▶ 文書の抜粋

========================

しかしながら、ペンタン等の炭化水素類を用いる場合は実用性の面で大きな問題を抱えている。即ち、炭化水素は危険な引火性物質であり安全対策上の設備投資が極めて高額となること、現場発泡分野では十分な安全対策が事実上不可能であるという問題があり、炭化水素発泡に移行することができない。
【0005】
一方、水とイソシアネート成分の反応により得られる二酸化炭素のみによる発泡、即ち、完全水発泡は、断熱性能が劣ることによりエネルギー使用量の低減効果が薄れること、接着対象物との接着力の低下、現場発泡での施工性が悪いというような問題があった。
【0006】
そのため、最近では液化二酸化炭素などを用いた発泡成形体についての研究と開発が主に行われている。例えば、特許文献1〜特許文献4などにおいて、発泡剤として亜臨界流体、超臨界流体又は液体状態の二酸化炭素を使用した発泡成形体の発明が提案されている。

========================

▶ 提示資料
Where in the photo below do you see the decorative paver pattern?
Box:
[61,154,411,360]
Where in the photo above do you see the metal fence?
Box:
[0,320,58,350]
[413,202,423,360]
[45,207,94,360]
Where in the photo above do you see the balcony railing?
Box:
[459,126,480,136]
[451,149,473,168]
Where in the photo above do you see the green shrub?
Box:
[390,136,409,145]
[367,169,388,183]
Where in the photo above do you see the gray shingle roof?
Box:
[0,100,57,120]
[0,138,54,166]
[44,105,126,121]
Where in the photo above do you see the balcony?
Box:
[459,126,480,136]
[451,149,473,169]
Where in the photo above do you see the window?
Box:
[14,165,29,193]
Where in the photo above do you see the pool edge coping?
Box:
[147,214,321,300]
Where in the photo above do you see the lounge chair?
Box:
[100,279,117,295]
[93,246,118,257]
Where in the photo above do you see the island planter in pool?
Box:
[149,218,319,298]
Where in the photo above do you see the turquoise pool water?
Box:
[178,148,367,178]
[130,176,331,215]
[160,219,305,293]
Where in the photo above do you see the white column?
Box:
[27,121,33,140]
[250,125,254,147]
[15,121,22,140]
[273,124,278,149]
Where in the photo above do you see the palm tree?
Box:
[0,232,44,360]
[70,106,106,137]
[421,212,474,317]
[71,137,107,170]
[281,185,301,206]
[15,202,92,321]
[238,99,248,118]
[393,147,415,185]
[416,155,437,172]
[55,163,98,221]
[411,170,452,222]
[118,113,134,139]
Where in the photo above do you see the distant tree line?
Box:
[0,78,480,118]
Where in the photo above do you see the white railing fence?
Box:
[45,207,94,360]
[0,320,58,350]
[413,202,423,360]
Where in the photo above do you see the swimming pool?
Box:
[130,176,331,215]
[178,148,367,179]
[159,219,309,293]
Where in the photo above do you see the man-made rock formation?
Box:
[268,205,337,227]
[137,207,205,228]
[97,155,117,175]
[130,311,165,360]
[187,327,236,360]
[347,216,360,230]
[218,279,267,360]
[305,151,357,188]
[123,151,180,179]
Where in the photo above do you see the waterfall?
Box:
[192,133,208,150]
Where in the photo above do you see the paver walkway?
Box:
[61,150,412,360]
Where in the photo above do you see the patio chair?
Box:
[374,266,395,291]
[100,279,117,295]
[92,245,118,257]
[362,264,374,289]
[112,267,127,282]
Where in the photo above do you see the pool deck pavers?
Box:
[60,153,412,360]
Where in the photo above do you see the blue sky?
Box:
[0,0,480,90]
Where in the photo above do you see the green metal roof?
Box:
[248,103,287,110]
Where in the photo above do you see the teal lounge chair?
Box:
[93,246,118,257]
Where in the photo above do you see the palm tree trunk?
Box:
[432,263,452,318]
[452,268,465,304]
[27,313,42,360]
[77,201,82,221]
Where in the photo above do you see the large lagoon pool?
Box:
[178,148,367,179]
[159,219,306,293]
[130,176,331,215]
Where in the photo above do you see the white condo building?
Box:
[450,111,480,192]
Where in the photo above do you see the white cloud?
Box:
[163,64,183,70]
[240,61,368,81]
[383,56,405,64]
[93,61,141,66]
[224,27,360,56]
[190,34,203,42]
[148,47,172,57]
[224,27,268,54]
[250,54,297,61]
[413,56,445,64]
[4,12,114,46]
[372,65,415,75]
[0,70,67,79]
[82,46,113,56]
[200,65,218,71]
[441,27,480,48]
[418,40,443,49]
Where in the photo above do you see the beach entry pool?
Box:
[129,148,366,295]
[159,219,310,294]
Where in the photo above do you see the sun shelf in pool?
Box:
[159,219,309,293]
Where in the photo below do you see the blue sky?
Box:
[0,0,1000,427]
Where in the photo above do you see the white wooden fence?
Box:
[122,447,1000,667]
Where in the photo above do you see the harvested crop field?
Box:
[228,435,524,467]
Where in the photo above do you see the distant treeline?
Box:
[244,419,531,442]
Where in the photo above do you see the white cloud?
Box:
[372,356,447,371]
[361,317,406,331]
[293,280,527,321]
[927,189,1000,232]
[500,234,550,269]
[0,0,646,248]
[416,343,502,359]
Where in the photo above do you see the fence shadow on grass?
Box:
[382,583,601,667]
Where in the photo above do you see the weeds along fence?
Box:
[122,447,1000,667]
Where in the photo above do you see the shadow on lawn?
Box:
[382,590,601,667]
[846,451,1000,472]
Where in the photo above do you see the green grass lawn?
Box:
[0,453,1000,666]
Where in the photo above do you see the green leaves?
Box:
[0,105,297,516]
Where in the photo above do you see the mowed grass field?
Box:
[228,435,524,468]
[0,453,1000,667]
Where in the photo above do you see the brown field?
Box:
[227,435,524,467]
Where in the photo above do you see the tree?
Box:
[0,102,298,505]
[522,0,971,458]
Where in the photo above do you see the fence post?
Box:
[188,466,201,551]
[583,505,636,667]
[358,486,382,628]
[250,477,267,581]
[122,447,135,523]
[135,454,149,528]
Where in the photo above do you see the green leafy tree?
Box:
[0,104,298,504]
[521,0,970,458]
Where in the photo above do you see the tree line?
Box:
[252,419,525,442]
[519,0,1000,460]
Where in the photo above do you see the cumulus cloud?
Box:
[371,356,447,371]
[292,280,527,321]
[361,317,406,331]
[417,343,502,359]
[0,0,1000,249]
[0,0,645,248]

========================

▶ 作業一覧
• 1. 文書の抜粋によると、ペンタン等の炭化水素を用いた発泡に移行できないのはなぜですか。1〜3文で説明してください。
• 2. 記録の冒頭から「[44,105,126,121]」を含む行までの部分を、「Box」を「Region」に置き換えて更新し、その部分だけを示してください。ほかの箇所は変えないでください。

▶ 解答一覧
• 1. 炭化水素は危険な引火性物質なので、安全対策のための設備投資が極めて高額になります。また、現場発泡分野では十分な安全対策が事実上不可能です。これらの問題があるため、炭化水素発泡に移行できません。

• 2.
Where in the photo below do you see the decorative paver pattern?
Region:
[61,154,411,360]
Where in the photo above do you see the metal fence?
Region:
[0,320,58,350]
[413,202,423,360]
[45,207,94,360]
Where in the photo above do you see the balcony railing?
Region:
[459,126,480,136]
[451,149,473,168]
Where in the photo above do you see the green shrub?
Region:
[390,136,409,145]
[367,169,388,183]
Where in the photo above do you see the gray shingle roof?
Region:
[0,100,57,120]
[0,138,54,166]
[44,105,126,121]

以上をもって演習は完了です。